-------- Records provided --------

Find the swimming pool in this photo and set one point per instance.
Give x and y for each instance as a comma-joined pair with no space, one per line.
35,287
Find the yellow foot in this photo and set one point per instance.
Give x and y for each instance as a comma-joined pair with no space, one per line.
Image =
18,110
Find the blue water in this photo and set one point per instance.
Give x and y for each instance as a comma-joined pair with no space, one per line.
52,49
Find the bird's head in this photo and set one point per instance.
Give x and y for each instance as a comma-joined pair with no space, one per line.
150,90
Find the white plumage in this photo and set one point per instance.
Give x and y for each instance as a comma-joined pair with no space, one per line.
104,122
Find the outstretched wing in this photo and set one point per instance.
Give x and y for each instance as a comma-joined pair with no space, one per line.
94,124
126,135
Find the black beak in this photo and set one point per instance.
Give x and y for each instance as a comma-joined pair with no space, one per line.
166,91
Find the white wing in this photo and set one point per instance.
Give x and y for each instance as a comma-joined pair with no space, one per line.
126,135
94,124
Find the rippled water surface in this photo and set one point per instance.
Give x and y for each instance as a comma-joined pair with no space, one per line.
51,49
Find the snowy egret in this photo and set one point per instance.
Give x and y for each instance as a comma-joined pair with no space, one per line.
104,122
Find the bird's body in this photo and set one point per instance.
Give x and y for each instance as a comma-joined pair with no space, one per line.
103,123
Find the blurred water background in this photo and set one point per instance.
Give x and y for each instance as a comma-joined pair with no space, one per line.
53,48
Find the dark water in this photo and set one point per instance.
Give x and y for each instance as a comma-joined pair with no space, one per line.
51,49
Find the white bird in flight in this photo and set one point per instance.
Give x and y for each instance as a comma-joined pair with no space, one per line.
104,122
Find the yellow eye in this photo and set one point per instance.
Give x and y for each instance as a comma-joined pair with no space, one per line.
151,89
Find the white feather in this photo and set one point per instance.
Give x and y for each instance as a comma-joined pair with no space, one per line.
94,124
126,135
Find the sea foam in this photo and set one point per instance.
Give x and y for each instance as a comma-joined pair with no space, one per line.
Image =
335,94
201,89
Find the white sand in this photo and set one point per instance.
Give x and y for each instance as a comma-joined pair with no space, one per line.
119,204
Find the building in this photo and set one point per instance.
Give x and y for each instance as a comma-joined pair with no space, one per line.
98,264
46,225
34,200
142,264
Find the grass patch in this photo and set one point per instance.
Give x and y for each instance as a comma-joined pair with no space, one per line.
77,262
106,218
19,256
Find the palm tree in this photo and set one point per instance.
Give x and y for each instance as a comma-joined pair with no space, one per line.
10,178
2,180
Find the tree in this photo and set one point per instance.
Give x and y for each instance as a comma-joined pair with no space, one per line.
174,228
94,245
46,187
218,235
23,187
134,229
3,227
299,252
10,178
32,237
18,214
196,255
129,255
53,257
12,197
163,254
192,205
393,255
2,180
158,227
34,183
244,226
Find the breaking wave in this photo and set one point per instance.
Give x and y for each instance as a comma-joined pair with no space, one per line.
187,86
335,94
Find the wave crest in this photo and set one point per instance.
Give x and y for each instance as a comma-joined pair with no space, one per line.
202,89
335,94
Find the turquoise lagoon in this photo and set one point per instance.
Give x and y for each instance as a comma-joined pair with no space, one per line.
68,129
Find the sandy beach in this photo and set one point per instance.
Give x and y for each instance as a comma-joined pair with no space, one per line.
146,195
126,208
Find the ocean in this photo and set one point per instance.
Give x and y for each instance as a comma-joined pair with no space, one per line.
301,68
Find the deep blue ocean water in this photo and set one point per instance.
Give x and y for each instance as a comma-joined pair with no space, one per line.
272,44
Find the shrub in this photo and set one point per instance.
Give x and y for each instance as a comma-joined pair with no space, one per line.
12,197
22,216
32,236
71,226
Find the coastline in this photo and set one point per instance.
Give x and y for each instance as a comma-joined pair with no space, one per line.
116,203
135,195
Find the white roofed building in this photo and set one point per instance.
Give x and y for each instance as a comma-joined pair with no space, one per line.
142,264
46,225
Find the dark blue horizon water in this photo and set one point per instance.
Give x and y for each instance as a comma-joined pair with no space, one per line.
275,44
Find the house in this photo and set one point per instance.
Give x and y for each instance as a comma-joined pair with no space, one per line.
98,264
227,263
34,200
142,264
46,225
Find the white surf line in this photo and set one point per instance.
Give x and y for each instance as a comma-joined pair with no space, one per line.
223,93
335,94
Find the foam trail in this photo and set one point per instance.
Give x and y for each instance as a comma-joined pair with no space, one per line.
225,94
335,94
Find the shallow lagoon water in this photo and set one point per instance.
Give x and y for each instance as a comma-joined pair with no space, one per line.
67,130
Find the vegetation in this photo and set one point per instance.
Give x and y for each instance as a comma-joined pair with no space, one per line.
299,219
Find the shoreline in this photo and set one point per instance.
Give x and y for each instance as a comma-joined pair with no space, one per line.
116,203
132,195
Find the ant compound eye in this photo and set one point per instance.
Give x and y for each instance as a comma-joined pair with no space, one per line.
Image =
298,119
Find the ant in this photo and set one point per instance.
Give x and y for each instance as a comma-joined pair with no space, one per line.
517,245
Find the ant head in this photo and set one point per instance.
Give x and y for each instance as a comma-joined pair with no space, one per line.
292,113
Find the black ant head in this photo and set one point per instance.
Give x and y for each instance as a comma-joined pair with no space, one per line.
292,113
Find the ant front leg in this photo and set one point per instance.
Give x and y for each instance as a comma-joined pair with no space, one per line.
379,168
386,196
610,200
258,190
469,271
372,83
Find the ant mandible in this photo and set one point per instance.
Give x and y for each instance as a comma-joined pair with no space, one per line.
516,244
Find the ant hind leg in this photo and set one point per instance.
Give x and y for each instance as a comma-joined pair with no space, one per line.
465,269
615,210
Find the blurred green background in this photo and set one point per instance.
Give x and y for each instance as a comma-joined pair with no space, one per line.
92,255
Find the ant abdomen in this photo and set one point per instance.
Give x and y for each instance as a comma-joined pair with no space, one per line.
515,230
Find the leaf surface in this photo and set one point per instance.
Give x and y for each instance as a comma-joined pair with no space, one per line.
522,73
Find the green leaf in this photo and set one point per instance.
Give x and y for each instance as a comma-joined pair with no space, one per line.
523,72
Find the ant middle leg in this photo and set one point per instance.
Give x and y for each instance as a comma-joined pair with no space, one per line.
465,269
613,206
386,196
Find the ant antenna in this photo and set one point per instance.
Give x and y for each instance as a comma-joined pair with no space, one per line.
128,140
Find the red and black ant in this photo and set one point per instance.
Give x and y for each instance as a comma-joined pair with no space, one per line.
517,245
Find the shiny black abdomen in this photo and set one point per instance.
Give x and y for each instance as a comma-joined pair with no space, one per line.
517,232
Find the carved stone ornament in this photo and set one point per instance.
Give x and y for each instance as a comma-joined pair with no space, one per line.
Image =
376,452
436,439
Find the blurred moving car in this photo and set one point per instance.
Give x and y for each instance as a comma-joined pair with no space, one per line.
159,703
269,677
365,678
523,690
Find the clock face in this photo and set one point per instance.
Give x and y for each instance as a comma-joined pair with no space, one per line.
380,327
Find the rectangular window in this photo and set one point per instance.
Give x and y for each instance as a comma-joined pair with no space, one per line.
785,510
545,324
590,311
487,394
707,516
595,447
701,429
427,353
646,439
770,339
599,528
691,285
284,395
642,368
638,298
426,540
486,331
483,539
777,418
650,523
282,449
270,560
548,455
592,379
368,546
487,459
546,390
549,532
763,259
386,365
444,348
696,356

--------

Task statement = Extract every line containing the string "abdomen" from the data above.

Task answer =
Find the ant abdomen in this photo and set one point per instance.
Find the shiny black abdomen in this photo and set one point per instance.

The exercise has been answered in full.